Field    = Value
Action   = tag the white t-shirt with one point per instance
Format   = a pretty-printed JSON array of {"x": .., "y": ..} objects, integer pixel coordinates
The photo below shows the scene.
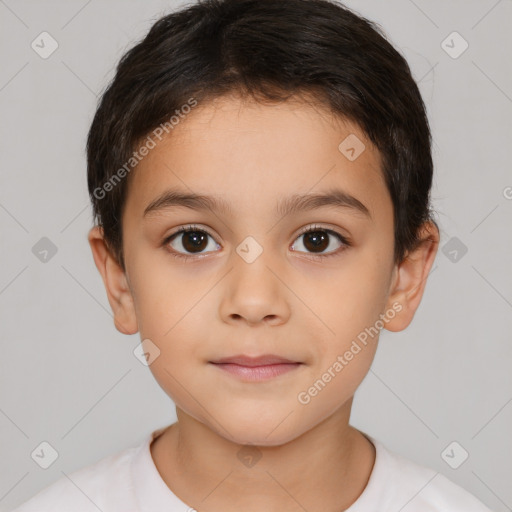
[{"x": 129, "y": 481}]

**DIRECTIONS:** Format the rows above as a two-column CSV with the header instruction,answer. Each row gets one line. Put its text and its answer each in a single quoted field, replace line breaks with spaces, and omit the pictures.

**RESULT FOR THIS TASK:**
instruction,answer
"Field    = Value Action   = tag the white t-shirt with one point per instance Format   = a pretty-printed JSON array of {""x"": .., ""y"": ..} objects, integer pixel coordinates The photo below shows the scene.","[{""x"": 129, ""y"": 481}]"